STORED DATA:
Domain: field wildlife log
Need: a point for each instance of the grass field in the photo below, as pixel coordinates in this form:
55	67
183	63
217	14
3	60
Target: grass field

EXERCISE GOAL: A word-for-word restatement of the data above is required.

SOLVED PROBLEM:
Domain: field wildlife log
Need: a point for each instance of the grass field in the photo below, as pixel coordinates in this form:
55	67
183	63
217	14
3	60
Target: grass field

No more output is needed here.